SOURCE:
************
We're investigating every possibility. Got about 600 odd authors and narrators working on it as we speak.


----------



## nightwork (Aug 11, 2020)

markpauloleksiw said:


> I am not in audible and don't plan to. But, is it possible Amazon has problems with product quality and this is their way to deal with it. Of course, this is no fair to authors.
> 
> Mark


audible/acx spend a long time checking the audiobook for quality before they release it


----------



## SusanMayWriter (Jan 7, 2014)

nightwork said:


> audible/acx spend a long time checking the audiobook for quality before they release it


Exactly, they check quality, so returns can't possibly make any sense at 50% returns.

This month we also have a feeling it's grown higher. I'm looking at 70% return/theft of my books & others are reporting the same. Please join our fight if you have an audiobook on Audible via any distributor as we need everyone. Even if you are considering an audiobook, you can get involved. This affects every author & narrator & publisher.

We have about 750 in our FB group & we are getting somewhere. A lot of big organizations are looking into this through our efforts.

You can read about it here: https://www.susanmaywriter.net/single-post/audiblegate-the-incredible-story-of-missing-sales

and join us here: https://www.facebook.com/groups/fairdealwithaudible


----------



## Kathryn Meyer Griffith (May 6, 2013)

I've just asked to be admitted to your Facebook group. I have 35 ACX/Audible audio books and have been selling with them since 2013. I had NO IDEA about any of this 'returns' problem. I tried to look on my ACX Dashboard to see if I could see any signs of returns, etc. I can't. Maybe I'm looking in the wrong place? Anyway, I will keep following this.


----------



## Sam Kates (Aug 28, 2012)

Kathryn Meyer Griffith said:


> I've just asked to be admitted to your Facebook group. I have 35 ACX/Audible audio books and have been selling with them since 2013. I had NO IDEA about any of this 'returns' problem. I tried to look on my ACX Dashboard to see if I could see any signs of returns, etc. I can't. Maybe I'm looking in the wrong place? Anyway, I will keep following this.


I believe that's the crux of the problem - they don't tell us how many returns we have so the only way we even know they happen at all is by monitoring the overall sales figures and watching for them to go down.


----------



## SusanMayWriter (Jan 7, 2014)

Kathryn Meyer Griffith said:


> I've just asked to be admitted to your Facebook group. I have 35 ACX/Audible audio books and have been selling with them since 2013. I had NO IDEA about any of this 'returns' problem. I tried to look on my ACX Dashboard to see if I could see any signs of returns, etc. I can't. Maybe I'm looking in the wrong place? Anyway, I will keep following this.


Hi Kathryn,

Thanks for joining us. You're not missing anything. There are no returns figures to see. They are hidden beneath the sales.

We've also now sent more than a hundred emails to ACX & Audible from our group asking for the returns to be given to us in a separated spreadsheet. Many authors have also stated that as per the Audible/Acx agreements that they do not accept their last three months of statements & want them audited & again nothing has been supplied & no communication other than it's been sent to the business unit & they have no idea when this will be actioned.
************
PROVIDED MATERIAL:
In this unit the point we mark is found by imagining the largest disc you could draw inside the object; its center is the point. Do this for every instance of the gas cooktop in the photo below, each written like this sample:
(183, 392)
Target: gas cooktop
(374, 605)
************
THINGS TO DO:
1. Rewrite the passage of the Audible returns thread from "We have about" to "(May 6, 2013)", putting "Facebook group" in place of "FB group".
2. How many ACX/Audible audiobooks does Kathryn Meyer Griffith say she has in the Audible returns thread?
3. Go on with the Audible returns thread from where it stops.
The data has nothing to do with what you're asked here.

TASK-BY-TASK RESULTS:
1.
We have about 750 in our Facebook group & we are getting somewhere. A lot of big organizations are looking into this through our efforts.

You can read about it here: https://www.susanmaywriter.net/single-post/audiblegate-the-incredible-story-of-missing-sales

and join us here: https://www.facebook.com/groups/fairdealwithaudible


----------



## Kathryn Meyer Griffith (May 6, 2013)

2. 35

3.
We are now into week four of writing & it's becoming a sickening joke as we watch returns still flood in, continue to watch Audible promote returns, no questions asked & read in FB groups about readers who urge other readers that "if you can't afford to pay for audiobooks then go right ahead & swap already listened to books."

If you've got that many books, you have had thousands if not tens of thousands, maybe more siphoned from your income. This is a very important issue for all authors, indie & trad pubbed to come together on.

We welcome anyone else to join our fight. Our group is now 800 strong & growing every day, and we have one focus: stop this theft, make returns transparent so we can't be tricked again & recover our lost income. If anyone wants that too, please join us.

https://www.facebook.com/groups/fairdealwithaudible


----------



## jb1111 (Apr 6, 2018)

After reading through the blog post you linked, it makes me wonder just how much money has been left on the table by those who claim to have made lots of money in audio books.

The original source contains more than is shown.